WHAT TO DO: The passage on the museum's collection says its No. 5 crossbar office is one of two operating in a U.S. museum. Which museum has the other one?

The museum has the following notable items in its collection:
- 1923 Panel Switch from Seattle's RAinier/PArkway exchange
- 1942 No. 1 Crossbar from Seattle's LAkeview exchange
- 1958 No. 5 Crossbar from the ADams exchange on Mercer Island
- 1976 3ESS electronic switching system from Crosby, WA
- A No. 3 Crossbar from Nevada
- A Nortel DMS-10 switch donated by ADTRAN in Huntsville, AL
- Two 5ESS Switching Systems, acquired in 2025 and 2026
- North Electric CX 100, from Lester, Washington, originally installed in the U.S.S. California
- Step-By-Step (SXS) equipment
- 701-B, 750, 755, and 756 dial PBXs
- Teletype equipment from the 1920s through the 1980s
- Two pairs of working AT&T Picturephones
- A red K6 GPO telephone box, flown to Seattle from the UK

Most of the artifacts in the museum's collection are functional, and are maintained regularly by volunteers. Some switching systems, particularly the Panel Switch, No. 1 Crossbar, and 3ESS offices, are the only remaining switches of their type in the world that are still functioning. The No. 5 crossbar office is one of two that operate in a museum setting in the U.S. (the other is at The Telephone Museum in Ellsworth, Maine). Although they are no longer connected to the PSTN, visitors can make calls between the switches in the museum. A computer program has been set up to continually simulate calls and keep the equipment exercised.

EXCERPTED RECORDS:
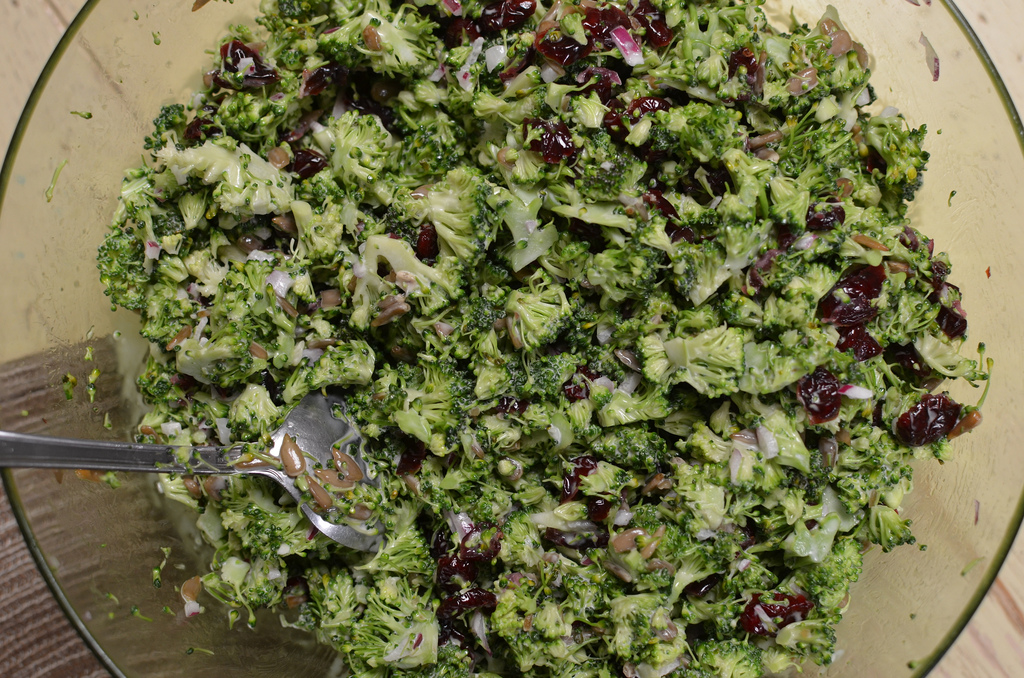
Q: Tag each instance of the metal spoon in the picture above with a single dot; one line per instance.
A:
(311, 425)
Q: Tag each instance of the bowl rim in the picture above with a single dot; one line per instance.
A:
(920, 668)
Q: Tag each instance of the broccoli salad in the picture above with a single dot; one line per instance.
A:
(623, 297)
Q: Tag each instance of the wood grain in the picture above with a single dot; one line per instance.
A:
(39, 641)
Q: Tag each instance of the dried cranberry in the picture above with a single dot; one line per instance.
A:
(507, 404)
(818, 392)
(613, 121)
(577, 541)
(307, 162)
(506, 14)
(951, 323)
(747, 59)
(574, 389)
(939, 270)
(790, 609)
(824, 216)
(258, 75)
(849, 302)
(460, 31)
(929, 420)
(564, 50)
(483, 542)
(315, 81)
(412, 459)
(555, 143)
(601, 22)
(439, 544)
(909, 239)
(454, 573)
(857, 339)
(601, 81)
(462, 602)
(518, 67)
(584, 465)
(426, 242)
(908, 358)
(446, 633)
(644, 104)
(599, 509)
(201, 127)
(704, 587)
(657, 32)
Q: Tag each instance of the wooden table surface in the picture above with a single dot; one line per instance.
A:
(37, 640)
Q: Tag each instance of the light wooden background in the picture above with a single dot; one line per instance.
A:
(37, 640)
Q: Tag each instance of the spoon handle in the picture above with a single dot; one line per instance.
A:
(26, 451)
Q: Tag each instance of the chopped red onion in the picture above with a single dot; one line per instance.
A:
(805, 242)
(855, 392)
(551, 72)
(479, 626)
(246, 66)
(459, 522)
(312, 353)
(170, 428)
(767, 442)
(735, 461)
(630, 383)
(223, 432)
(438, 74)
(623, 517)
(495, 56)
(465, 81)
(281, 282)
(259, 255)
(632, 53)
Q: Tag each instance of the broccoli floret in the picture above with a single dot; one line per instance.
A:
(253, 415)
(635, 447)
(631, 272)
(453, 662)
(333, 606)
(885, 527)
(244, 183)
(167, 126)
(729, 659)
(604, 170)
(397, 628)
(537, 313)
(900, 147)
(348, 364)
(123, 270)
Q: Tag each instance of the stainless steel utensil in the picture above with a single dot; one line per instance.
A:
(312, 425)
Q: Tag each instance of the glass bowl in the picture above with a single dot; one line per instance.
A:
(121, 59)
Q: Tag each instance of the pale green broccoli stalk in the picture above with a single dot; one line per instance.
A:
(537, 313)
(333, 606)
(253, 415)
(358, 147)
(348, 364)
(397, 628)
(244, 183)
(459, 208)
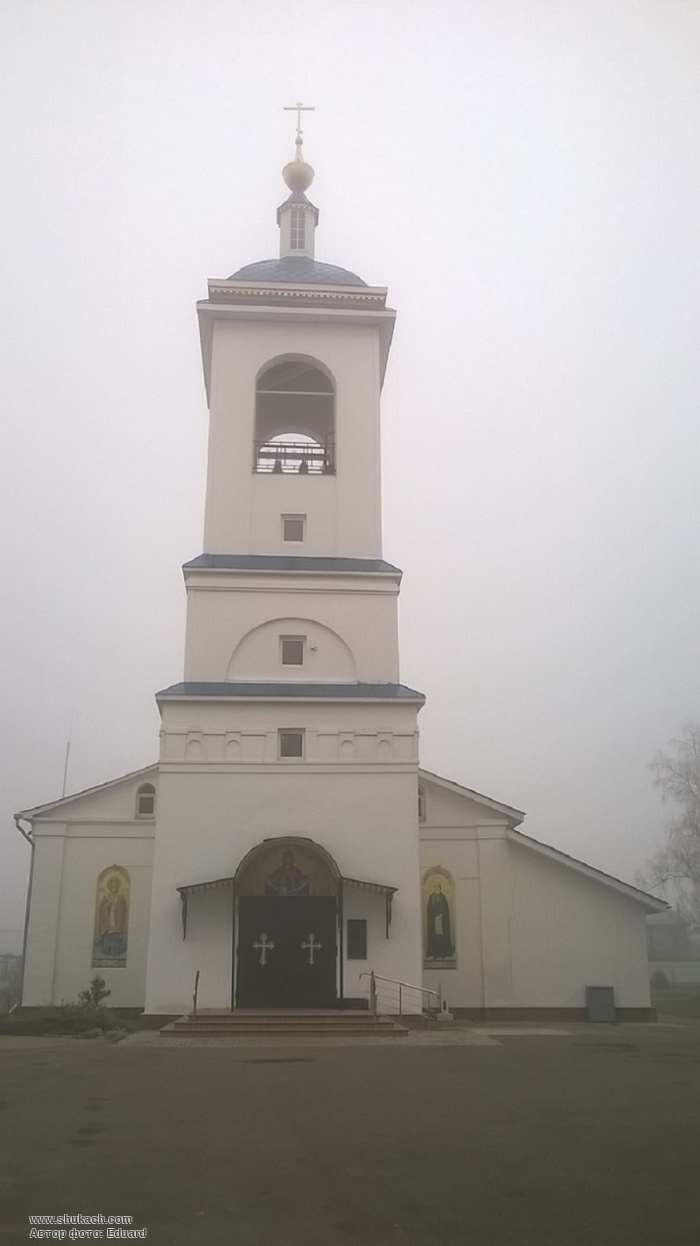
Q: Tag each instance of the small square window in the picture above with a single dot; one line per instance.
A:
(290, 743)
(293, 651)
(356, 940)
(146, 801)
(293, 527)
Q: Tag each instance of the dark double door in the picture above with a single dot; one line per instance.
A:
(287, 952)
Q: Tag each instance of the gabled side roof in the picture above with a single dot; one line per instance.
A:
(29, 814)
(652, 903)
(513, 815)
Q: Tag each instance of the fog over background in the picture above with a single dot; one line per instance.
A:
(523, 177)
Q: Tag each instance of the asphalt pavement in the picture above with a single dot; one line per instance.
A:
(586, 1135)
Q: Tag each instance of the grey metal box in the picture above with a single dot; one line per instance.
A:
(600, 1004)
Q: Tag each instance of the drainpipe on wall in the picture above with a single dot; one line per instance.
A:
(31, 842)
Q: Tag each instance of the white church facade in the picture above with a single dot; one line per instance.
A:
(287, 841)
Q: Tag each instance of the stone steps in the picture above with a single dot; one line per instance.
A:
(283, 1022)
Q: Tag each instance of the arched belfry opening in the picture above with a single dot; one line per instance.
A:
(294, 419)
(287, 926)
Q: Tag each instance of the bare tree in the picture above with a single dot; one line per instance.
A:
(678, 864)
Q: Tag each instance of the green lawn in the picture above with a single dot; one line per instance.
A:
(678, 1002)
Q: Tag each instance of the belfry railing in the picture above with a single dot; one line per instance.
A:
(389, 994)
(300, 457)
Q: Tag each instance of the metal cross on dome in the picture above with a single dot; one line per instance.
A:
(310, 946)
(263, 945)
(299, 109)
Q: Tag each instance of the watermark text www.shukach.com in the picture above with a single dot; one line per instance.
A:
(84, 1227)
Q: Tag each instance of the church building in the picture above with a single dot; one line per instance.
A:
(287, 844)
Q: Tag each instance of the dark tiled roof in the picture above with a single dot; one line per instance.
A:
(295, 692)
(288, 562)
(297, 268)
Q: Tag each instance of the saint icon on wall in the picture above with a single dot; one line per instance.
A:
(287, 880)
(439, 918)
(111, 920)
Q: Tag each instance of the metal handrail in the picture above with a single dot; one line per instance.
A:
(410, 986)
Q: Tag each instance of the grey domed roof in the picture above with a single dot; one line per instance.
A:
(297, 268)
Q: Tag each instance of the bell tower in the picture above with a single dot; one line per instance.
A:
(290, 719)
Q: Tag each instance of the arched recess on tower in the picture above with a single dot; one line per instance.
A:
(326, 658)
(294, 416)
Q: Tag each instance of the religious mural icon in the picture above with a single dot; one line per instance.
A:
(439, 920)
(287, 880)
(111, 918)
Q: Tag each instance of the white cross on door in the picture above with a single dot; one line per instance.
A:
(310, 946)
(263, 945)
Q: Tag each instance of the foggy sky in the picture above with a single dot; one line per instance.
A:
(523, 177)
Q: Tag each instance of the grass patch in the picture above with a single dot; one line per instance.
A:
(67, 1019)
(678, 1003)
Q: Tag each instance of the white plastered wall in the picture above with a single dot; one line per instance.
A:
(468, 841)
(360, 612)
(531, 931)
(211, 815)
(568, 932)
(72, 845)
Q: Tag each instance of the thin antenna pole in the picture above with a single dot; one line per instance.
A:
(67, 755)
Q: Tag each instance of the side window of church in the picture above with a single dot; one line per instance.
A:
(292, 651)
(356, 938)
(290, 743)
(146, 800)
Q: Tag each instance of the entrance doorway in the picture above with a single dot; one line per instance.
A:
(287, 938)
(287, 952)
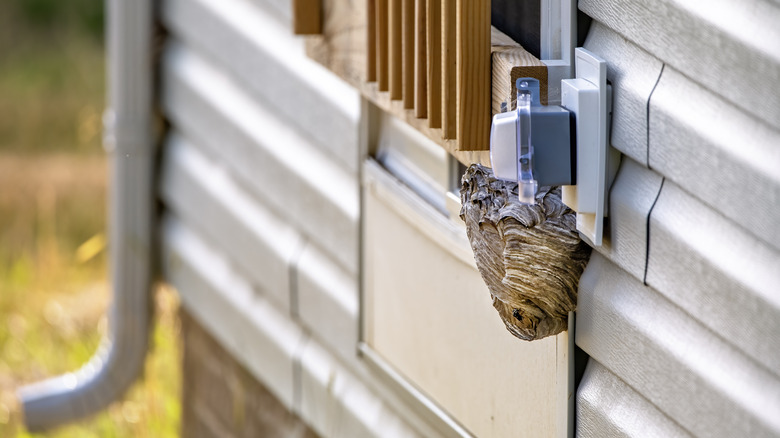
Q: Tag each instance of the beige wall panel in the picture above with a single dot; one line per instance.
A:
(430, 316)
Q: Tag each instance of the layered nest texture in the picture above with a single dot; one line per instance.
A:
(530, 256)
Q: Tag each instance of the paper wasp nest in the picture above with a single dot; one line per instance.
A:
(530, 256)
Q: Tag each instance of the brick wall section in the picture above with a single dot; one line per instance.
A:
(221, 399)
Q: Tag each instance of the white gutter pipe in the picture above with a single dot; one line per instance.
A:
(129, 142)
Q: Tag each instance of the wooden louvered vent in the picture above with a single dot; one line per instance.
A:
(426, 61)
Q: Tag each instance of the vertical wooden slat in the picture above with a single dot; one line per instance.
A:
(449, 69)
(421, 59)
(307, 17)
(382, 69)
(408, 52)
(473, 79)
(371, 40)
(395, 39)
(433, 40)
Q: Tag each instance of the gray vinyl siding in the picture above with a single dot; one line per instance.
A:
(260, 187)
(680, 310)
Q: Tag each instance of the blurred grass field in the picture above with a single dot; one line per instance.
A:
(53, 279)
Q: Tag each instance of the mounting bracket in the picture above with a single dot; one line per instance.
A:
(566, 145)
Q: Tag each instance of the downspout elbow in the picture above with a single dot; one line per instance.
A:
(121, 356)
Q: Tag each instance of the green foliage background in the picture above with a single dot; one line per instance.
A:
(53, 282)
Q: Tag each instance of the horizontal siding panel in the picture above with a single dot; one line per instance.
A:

SOLUTION: The Telephone Museum in Ellsworth, Maine.